• **SET TASK**: Rewrite every line of the items below as a Markdown table with the columns Row and Item line, numbering the rows in order and leaving out any blank lines.

-*-

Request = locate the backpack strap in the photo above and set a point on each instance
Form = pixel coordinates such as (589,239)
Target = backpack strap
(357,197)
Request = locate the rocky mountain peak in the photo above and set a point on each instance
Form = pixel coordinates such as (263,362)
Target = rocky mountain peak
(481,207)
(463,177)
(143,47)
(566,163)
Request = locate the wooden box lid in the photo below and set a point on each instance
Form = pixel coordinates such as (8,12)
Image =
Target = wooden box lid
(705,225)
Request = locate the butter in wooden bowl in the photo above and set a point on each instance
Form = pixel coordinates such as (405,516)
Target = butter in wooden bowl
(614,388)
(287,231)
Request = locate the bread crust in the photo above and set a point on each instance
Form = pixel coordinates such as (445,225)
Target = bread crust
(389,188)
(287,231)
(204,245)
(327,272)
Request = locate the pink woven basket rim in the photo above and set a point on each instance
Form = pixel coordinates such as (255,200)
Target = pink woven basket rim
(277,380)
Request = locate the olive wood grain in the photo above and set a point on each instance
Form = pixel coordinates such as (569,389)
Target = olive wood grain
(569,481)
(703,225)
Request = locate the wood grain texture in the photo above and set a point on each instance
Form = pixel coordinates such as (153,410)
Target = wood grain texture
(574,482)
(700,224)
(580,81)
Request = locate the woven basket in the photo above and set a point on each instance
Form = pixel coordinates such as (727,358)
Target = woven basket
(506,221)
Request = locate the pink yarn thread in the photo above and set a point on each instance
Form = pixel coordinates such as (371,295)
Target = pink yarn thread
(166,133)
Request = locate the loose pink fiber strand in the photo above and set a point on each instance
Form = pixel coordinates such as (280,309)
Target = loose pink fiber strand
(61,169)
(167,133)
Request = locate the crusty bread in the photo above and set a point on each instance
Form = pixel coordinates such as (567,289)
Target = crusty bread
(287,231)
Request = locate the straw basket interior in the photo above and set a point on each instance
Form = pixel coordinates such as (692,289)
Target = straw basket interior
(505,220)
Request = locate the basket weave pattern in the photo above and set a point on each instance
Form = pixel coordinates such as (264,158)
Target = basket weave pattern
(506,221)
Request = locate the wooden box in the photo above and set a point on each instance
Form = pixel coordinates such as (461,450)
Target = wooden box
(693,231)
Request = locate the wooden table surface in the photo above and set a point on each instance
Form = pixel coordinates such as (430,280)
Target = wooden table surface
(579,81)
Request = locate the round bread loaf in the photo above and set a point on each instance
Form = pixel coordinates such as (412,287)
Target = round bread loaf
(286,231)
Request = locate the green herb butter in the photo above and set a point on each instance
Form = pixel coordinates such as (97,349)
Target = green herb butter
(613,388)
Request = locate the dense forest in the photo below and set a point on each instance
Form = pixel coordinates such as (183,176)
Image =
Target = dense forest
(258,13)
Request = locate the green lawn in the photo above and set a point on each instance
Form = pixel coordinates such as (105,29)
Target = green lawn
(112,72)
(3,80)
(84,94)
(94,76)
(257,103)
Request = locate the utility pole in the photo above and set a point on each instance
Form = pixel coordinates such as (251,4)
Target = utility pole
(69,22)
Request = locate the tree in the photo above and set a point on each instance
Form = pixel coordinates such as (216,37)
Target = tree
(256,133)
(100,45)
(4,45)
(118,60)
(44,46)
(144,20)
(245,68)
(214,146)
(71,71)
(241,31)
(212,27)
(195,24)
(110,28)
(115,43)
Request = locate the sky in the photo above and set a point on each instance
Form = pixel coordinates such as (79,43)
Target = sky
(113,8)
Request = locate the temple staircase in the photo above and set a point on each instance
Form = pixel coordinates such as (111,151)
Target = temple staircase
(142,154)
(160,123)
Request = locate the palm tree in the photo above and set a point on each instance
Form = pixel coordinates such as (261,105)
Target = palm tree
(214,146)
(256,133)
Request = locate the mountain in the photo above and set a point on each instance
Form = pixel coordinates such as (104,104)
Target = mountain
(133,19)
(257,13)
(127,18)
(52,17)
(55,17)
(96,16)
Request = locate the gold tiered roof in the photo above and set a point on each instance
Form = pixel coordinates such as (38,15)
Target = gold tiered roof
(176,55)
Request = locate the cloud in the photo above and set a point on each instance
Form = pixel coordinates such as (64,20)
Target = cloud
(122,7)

-*-

• **RIGHT ANSWER**:
| Row | Item line |
|---|---|
| 1 | Request = locate the backpack strap in the photo above and set a point on each instance |
| 2 | Form = pixel coordinates such as (589,239) |
| 3 | Target = backpack strap |
| 4 | (357,197) |
| 5 | Request = locate the rocky mountain peak in the photo above and set a point on each instance |
| 6 | Form = pixel coordinates such as (263,362) |
| 7 | Target = rocky mountain peak |
| 8 | (481,207) |
| 9 | (463,177) |
| 10 | (143,47) |
| 11 | (566,163) |
| 12 | Request = locate the wooden box lid in the photo below and set a point on each instance |
| 13 | Form = pixel coordinates such as (8,12) |
| 14 | Image = |
| 15 | Target = wooden box lid |
| 16 | (705,225) |
| 17 | Request = locate the butter in wooden bowl in the photo above and set a point on each instance |
| 18 | Form = pixel coordinates such as (405,516) |
| 19 | Target = butter in wooden bowl |
| 20 | (614,388) |
| 21 | (287,231) |
| 22 | Request = locate the bread crust in the photo above and set a point on each instance |
| 23 | Form = pixel coordinates such as (445,225) |
| 24 | Target = bread crust |
| 25 | (389,188) |
| 26 | (287,231) |
| 27 | (204,245) |
| 28 | (327,272) |
| 29 | Request = locate the pink woven basket rim in the photo above and set a point on each instance |
| 30 | Form = pixel coordinates such as (255,200) |
| 31 | Target = pink woven basket rim |
| 32 | (277,380) |
| 33 | Request = locate the olive wood grain in the photo above and set a point on each instance |
| 34 | Form = pixel coordinates such as (569,389) |
| 35 | Target = olive wood grain |
| 36 | (569,481) |
| 37 | (703,225) |
| 38 | Request = locate the wood grain texture in the photo above and set a point on each instance |
| 39 | Form = pixel coordinates such as (153,410) |
| 40 | Target = wood grain texture |
| 41 | (574,482) |
| 42 | (700,224) |
| 43 | (580,81) |
| 44 | Request = locate the woven basket in the photo above and set a point on each instance |
| 45 | Form = pixel coordinates such as (727,358) |
| 46 | Target = woven basket |
| 47 | (506,221) |
| 48 | Request = locate the pink yarn thread in the photo above and set a point on each instance |
| 49 | Form = pixel coordinates such as (371,295) |
| 50 | Target = pink yarn thread |
| 51 | (166,133) |
| 52 | Request = locate the loose pink fiber strand in the photo above and set a point on each instance |
| 53 | Form = pixel coordinates such as (280,309) |
| 54 | Target = loose pink fiber strand |
| 55 | (61,169) |
| 56 | (167,133) |
| 57 | Request = locate the crusty bread in the photo above and set a point on each instance |
| 58 | Form = pixel coordinates such as (567,289) |
| 59 | Target = crusty bread |
| 60 | (287,231) |
| 61 | Request = locate the straw basket interior in the photo above and set a point on each instance |
| 62 | Form = pixel coordinates such as (692,289) |
| 63 | Target = straw basket interior |
| 64 | (505,220) |
| 65 | Request = locate the basket weave pattern in the photo above and set a point on each instance |
| 66 | Form = pixel coordinates such as (264,158) |
| 67 | Target = basket weave pattern |
| 68 | (506,221) |
| 69 | Request = locate the wooden box in the photo above and set a point on each instance |
| 70 | Form = pixel coordinates such as (461,450) |
| 71 | Target = wooden box |
| 72 | (693,231) |
| 73 | Request = locate the wooden table surface in the photo above and set a point on each instance |
| 74 | Form = pixel coordinates such as (430,280) |
| 75 | Target = wooden table surface |
| 76 | (579,81) |
| 77 | Request = locate the round bread loaf in the photo above and set a point on each instance |
| 78 | Form = pixel coordinates such as (412,287) |
| 79 | Target = round bread loaf |
| 80 | (286,231) |
| 81 | Request = locate the green herb butter in the photo above and set a point on each instance |
| 82 | Form = pixel coordinates such as (97,349) |
| 83 | Target = green herb butter |
| 84 | (613,388) |
| 85 | Request = locate the dense forest in the photo below and set a point on each instance |
| 86 | Form = pixel coordinates such as (183,176) |
| 87 | Image = |
| 88 | Target = dense forest |
| 89 | (258,13) |
| 90 | Request = locate the green lawn in the photo above and set a point on each instance |
| 91 | Form = pixel coordinates such as (105,29) |
| 92 | Target = green lawn |
| 93 | (112,72) |
| 94 | (3,80) |
| 95 | (84,94) |
| 96 | (94,76) |
| 97 | (257,103) |
| 98 | Request = locate the utility pole in the photo above and set a point on each instance |
| 99 | Form = pixel coordinates such as (251,4) |
| 100 | Target = utility pole |
| 101 | (69,22) |
| 102 | Request = locate the tree in the photo above and set a point on each instance |
| 103 | Form = pixel coordinates such as (216,37) |
| 104 | Target = tree |
| 105 | (256,133) |
| 106 | (100,45) |
| 107 | (4,45) |
| 108 | (118,60) |
| 109 | (44,46) |
| 110 | (144,20) |
| 111 | (245,68) |
| 112 | (214,146) |
| 113 | (71,71) |
| 114 | (241,31) |
| 115 | (212,27) |
| 116 | (195,24) |
| 117 | (110,28) |
| 118 | (115,43) |
| 119 | Request = locate the sky in the photo above and set a point on each instance |
| 120 | Form = pixel coordinates such as (79,43) |
| 121 | Target = sky |
| 122 | (113,8) |
| 123 | Request = locate the temple staircase in the photo above and set a point on each instance |
| 124 | Form = pixel coordinates such as (111,151) |
| 125 | Target = temple staircase |
| 126 | (142,154) |
| 127 | (160,123) |
| 128 | Request = locate the palm tree in the photo above and set a point on each instance |
| 129 | Form = pixel coordinates such as (261,105) |
| 130 | Target = palm tree |
| 131 | (214,146) |
| 132 | (256,133) |
| 133 | Request = locate the mountain in the photo above and set a point on each instance |
| 134 | Form = pixel coordinates such as (104,104) |
| 135 | Target = mountain |
| 136 | (133,19) |
| 137 | (257,13) |
| 138 | (127,18) |
| 139 | (52,17) |
| 140 | (55,17) |
| 141 | (96,16) |
| 142 | Request = locate the gold tiered roof in the photo above and set a point on each instance |
| 143 | Form = pixel coordinates such as (38,15) |
| 144 | Target = gold tiered roof |
| 145 | (176,55) |
| 146 | Request = locate the cloud in the photo above and set a point on each instance |
| 147 | Form = pixel coordinates such as (64,20) |
| 148 | Target = cloud |
| 149 | (122,7) |